## YOUR INSTRUCTIONS
Convert the stretch below, from the line containing "Every instance of the ship funnel" through the line containing "<point>5,36</point>", into a Markdown table with the columns No. and Entry. Give each line its number in the No. column, and skip blank lines.

## EXERCISE INPUTS
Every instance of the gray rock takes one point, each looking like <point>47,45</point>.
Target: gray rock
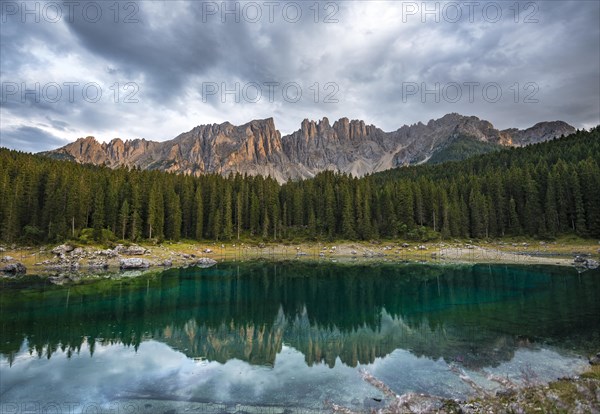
<point>205,262</point>
<point>14,269</point>
<point>107,253</point>
<point>133,250</point>
<point>78,252</point>
<point>585,263</point>
<point>62,249</point>
<point>134,263</point>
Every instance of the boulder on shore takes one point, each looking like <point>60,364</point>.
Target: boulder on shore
<point>133,250</point>
<point>62,249</point>
<point>14,269</point>
<point>205,262</point>
<point>585,263</point>
<point>134,263</point>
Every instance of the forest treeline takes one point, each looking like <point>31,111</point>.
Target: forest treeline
<point>542,190</point>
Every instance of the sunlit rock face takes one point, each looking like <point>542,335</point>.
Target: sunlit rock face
<point>257,148</point>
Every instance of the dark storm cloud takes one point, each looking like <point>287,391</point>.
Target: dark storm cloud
<point>30,139</point>
<point>369,54</point>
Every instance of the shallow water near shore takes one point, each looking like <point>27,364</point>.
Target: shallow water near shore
<point>290,334</point>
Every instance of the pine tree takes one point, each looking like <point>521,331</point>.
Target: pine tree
<point>124,219</point>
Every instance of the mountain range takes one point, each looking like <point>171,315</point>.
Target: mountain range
<point>353,147</point>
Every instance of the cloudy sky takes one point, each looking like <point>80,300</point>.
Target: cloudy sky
<point>154,69</point>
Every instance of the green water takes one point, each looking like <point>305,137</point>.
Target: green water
<point>289,334</point>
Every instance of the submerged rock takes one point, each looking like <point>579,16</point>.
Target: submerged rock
<point>585,262</point>
<point>134,263</point>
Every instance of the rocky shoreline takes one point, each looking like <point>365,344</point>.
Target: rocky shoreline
<point>66,260</point>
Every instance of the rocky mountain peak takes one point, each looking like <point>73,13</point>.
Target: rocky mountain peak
<point>257,147</point>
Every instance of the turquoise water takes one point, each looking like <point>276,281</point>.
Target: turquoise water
<point>294,335</point>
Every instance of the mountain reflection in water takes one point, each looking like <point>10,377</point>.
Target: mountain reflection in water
<point>476,315</point>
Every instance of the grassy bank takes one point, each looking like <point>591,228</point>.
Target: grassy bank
<point>559,252</point>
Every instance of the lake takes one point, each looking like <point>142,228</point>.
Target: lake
<point>258,336</point>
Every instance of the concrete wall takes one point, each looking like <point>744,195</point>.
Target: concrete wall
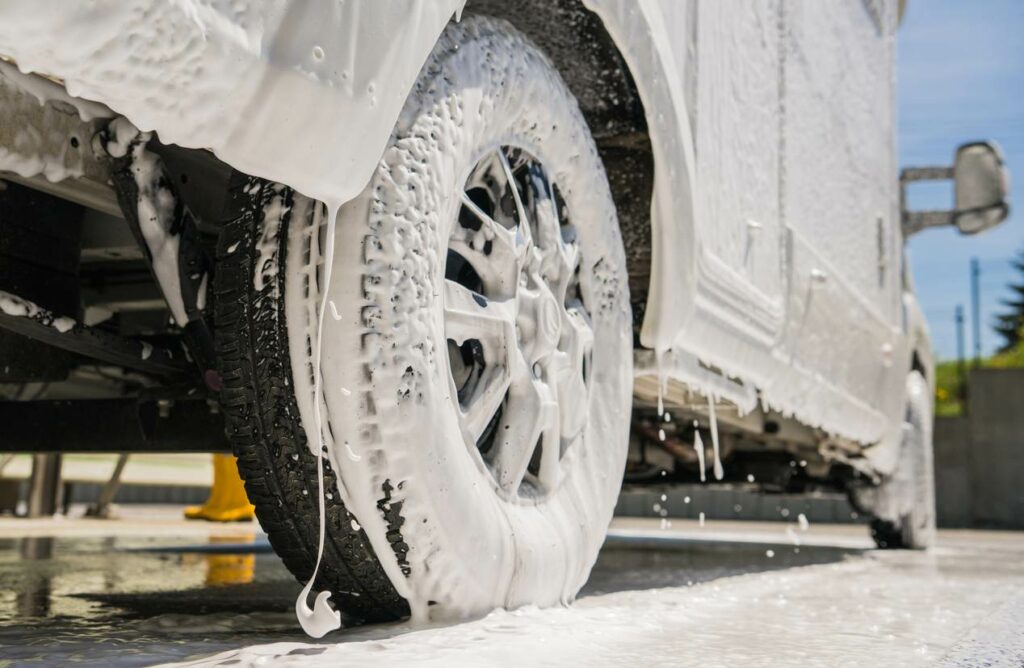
<point>995,413</point>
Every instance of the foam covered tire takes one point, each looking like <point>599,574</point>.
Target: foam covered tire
<point>476,356</point>
<point>904,504</point>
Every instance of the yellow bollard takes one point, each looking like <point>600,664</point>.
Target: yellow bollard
<point>227,501</point>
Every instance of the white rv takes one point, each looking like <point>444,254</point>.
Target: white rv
<point>449,268</point>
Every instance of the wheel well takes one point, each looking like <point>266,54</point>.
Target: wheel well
<point>595,71</point>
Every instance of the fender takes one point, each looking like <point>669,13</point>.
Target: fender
<point>273,88</point>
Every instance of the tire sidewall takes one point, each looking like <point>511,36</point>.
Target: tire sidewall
<point>387,391</point>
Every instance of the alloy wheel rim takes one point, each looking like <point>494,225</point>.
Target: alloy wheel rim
<point>519,333</point>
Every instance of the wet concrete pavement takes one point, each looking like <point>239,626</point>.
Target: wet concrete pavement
<point>152,588</point>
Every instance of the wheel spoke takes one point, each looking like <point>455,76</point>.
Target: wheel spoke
<point>483,405</point>
<point>567,366</point>
<point>494,251</point>
<point>471,317</point>
<point>530,418</point>
<point>519,336</point>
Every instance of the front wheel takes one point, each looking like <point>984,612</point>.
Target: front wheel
<point>476,351</point>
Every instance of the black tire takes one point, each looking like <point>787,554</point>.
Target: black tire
<point>262,423</point>
<point>903,505</point>
<point>390,392</point>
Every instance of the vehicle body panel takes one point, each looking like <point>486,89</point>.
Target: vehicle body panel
<point>775,208</point>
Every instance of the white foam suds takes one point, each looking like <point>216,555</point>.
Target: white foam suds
<point>322,618</point>
<point>719,473</point>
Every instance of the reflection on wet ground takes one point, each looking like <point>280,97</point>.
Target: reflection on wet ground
<point>138,598</point>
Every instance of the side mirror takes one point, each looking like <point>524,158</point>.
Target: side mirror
<point>981,184</point>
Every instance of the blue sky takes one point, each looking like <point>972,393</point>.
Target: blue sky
<point>962,78</point>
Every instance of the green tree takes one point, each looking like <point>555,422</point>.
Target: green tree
<point>1009,325</point>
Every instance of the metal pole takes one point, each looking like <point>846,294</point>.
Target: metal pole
<point>976,308</point>
<point>102,506</point>
<point>961,355</point>
<point>44,486</point>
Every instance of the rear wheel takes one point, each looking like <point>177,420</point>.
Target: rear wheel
<point>476,351</point>
<point>904,504</point>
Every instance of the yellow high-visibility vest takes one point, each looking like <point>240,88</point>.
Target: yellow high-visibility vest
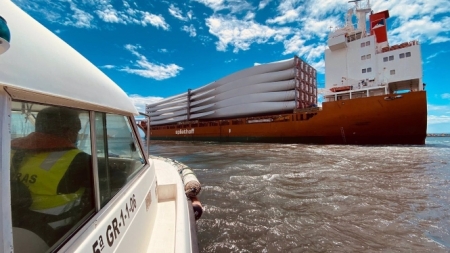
<point>42,173</point>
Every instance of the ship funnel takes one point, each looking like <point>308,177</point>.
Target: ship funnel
<point>5,36</point>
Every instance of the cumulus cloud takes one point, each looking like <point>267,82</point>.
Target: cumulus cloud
<point>75,13</point>
<point>241,34</point>
<point>78,18</point>
<point>144,68</point>
<point>235,6</point>
<point>263,4</point>
<point>177,13</point>
<point>108,66</point>
<point>189,29</point>
<point>423,29</point>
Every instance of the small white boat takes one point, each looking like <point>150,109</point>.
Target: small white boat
<point>75,176</point>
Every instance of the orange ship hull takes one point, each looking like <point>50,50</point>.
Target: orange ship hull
<point>377,120</point>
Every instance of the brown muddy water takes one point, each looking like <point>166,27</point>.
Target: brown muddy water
<point>320,198</point>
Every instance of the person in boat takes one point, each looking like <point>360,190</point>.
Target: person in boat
<point>56,175</point>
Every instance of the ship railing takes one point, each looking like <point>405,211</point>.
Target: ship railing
<point>398,46</point>
<point>350,94</point>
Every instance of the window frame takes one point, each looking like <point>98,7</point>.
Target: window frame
<point>76,232</point>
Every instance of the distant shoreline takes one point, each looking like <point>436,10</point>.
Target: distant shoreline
<point>438,135</point>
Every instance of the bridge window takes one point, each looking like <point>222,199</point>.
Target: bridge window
<point>118,154</point>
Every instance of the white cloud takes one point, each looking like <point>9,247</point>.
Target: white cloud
<point>190,29</point>
<point>438,119</point>
<point>140,101</point>
<point>108,66</point>
<point>241,34</point>
<point>423,29</point>
<point>263,4</point>
<point>79,18</point>
<point>287,17</point>
<point>144,68</point>
<point>109,15</point>
<point>155,20</point>
<point>234,6</point>
<point>75,13</point>
<point>177,13</point>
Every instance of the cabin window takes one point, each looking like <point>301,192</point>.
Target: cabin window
<point>51,184</point>
<point>118,154</point>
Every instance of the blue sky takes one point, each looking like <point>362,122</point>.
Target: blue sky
<point>155,49</point>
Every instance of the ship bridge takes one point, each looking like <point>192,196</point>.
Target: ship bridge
<point>360,63</point>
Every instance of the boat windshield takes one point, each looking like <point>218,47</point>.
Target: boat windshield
<point>52,169</point>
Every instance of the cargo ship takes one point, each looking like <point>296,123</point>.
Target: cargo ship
<point>374,95</point>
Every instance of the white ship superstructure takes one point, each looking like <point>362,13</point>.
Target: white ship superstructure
<point>360,63</point>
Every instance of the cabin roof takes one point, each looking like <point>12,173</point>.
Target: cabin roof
<point>39,62</point>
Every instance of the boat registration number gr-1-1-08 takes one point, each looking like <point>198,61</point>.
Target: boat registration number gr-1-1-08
<point>113,229</point>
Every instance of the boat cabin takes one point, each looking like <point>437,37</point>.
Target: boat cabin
<point>75,175</point>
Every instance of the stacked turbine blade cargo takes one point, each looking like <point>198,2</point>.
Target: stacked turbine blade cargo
<point>260,90</point>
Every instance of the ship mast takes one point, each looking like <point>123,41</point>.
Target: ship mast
<point>361,13</point>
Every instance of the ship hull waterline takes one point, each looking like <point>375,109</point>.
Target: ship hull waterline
<point>377,120</point>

## SOLVED PROBLEM
| No. | Entry |
|---|---|
| 1 | Every instance of the ship funnel takes one point, each looking like <point>308,177</point>. |
| 2 | Target: ship funnel |
| 3 | <point>5,36</point> |